TEXT FOR ANALYSIS ::
┌────────

Alice Fitzgerald | |
Birth Name: | Alice Louise Florence Fitzgerald |
Birth Date: | 13 March 1875 |
Birth Place: | Florence, Italy |
Death Place: | New York City |
Nationality: | American |
Education: | Johns Hopkins Hospital School of Nursing |
Occupation: | registered nurse |
Years Active: | 1908-1948 |
Known For: | Leadership in nursing, in Europe during and after World War I, and in Asia in the 1920s |
Alice Louise Florence Fitzgerald ARRC (March 13, 1875 — November 10, 1962) was an American nurse who served in Europe during and after World War I. She earned a Florence Nightingale Medal from the International Committee of the Red Cross in 1927, for her achievements.
On March 13, 1875, Fitzgerald was born as Alice Louise Florence Fitzgerald in Florence, Italy. Fitzgerald's American parents were Charles H. Fitzgerald and Alice Riggs Lawrdson, both from Baltimore.[1]
Fitzgerald studied in Europe before attending Johns Hopkins School of Nursing, graduating in the class of 1906.[2] The several languages she learned in a European childhood would prove useful in her adult work. Fitzgerald was fluent in English, French, German, and Italian.[1] [3]
Fitzgerald returned to Italy in 1908 to assist the Italian Red Cross in the aftermath of an earthquake in Messina, volunteer work for which she received the Italian Red Cross Disaster Relief Medal.[4] She was head nurse at Johns Hopkins Hospital from 1909 to 1910, at Bellevue Hospital from 1910 to 1912, with further supervisory posts in Wilkes-Barre, Pennsylvania, Indianapolis, and Wellesley, Massachusetts.[5] [6]
During World War I, she was named the first "Edith Cavell Memorial nurse" from Massachusetts, funded to work with the British Queen Alexandra Imperial Military Nursing Service at Boulogne and Méaulte from 1916 to 1917, and then with the American Red Cross. Outside France, she served at a refugee hospital in Rimini. Her postwar work included organizing nursing schools, recruiting bilingual nurses, serving as Chief Nurse of the American Red Cross in Europe,[7] [8] and as Director of the Nursing Bureau of the League of Red Cross Societies in Geneva.[9] She founded the International School for Public Health Nurses.[10] For her efforts, Fitzgerald was awarded medals and honors by Great Britain (Royal Red Cross second class),[11] France (Medaille d'honneur and other decorations), Italy, Poland, Serbia, Hungary, and Russia.[12] [13]
She worked in Asia in the 1920s, advising the Governor General of the Philippines on public health nursing, and founding a nursing program at Baguio.[14] [15] She did further earthquake relief in Japan after the 1923 Great Kantō earthquake. She started a nursing school in Bangkok in 1924, and studied nursing programs in Thailand, Hong Kong, Singapore, and China. In 1927, she was awarded the Florence Nightingale Medal by the International Committee of the Red Cross.[16]
Back in the United States, she was director of nurses at Polyclinic Hospital in New York (from 1930 to 1936), and a housemother at Sheppard and Enoch Pratt Hospital in the 1940s.[17]
Fitzgerald retired in 1948.
Fitzgerald died in 1962, at Peabody Nursing Home in New York City, New York. Fitzgerald was 87 years old.[2]
Fitzgerald's papers, including diaries, photographs, and medals, are archived at Johns Hopkins, with another collection of her papers, including an unpublished memoir, at the Maryland Historical Society. A biography for young readers, Nurse Around the World: Alice Fitzgerald by Iris Noble, was published in 1967.[18]

└────────

Recorded data
┌────────

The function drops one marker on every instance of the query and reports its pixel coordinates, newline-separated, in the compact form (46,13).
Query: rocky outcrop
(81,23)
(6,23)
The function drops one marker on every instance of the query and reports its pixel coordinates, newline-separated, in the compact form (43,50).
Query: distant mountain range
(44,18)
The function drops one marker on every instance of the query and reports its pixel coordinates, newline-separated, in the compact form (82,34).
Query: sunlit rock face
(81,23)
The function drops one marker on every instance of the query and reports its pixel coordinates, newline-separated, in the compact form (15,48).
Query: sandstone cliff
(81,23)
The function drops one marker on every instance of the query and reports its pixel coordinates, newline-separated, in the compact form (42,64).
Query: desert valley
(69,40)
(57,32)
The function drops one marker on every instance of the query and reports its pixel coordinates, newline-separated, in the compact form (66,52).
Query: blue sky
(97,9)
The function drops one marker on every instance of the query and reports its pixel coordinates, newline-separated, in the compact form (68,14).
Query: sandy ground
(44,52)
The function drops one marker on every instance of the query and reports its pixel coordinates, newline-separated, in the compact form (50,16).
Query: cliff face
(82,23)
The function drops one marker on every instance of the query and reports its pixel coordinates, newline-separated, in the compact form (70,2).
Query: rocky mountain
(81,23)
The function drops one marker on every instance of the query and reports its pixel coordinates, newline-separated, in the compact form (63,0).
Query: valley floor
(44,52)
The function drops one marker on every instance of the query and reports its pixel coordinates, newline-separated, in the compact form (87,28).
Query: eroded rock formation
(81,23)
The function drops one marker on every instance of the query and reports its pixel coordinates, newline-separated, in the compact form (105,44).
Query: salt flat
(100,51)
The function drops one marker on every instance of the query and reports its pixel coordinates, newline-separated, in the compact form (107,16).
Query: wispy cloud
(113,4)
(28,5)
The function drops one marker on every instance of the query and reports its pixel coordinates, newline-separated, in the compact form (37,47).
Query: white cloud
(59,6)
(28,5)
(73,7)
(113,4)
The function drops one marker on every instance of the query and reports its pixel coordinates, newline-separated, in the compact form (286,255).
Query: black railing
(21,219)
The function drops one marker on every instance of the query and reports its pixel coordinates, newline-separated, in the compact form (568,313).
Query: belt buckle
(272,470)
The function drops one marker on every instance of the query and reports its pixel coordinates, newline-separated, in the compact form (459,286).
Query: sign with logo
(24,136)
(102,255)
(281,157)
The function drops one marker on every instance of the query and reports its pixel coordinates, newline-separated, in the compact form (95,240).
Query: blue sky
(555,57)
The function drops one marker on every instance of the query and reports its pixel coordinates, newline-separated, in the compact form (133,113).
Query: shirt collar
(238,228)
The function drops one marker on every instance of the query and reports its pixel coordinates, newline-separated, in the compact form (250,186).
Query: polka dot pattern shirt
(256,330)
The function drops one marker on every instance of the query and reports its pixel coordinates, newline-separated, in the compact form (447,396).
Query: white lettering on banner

└────────

ACTIVITIES ::
**1.** Which languages does the text about Alice Fitzgerald say she spoke fluently? List every one.
**2.** Quote the passage of the text about Alice Fitzgerald that begins at the words "Alice Fitzgerald |" and stops after the words "for her achievements.".

SOLUTIONS IN ORDER ::
**1.** English, French, German, Italian

**2.**
Alice Fitzgerald | |
Birth Name: | Alice Louise Florence Fitzgerald |
Birth Date: | 13 March 1875 |
Birth Place: | Florence, Italy |
Death Place: | New York City |
Nationality: | American |
Education: | Johns Hopkins Hospital School of Nursing |
Occupation: | registered nurse |
Years Active: | 1908-1948 |
Known For: | Leadership in nursing, in Europe during and after World War I, and in Asia in the 1920s |
Alice Louise Florence Fitzgerald ARRC (March 13, 1875 — November 10, 1962) was an American nurse who served in Europe during and after World War I. She earned a Florence Nightingale Medal from the International Committee of the Red Cross in 1927, for her achievements.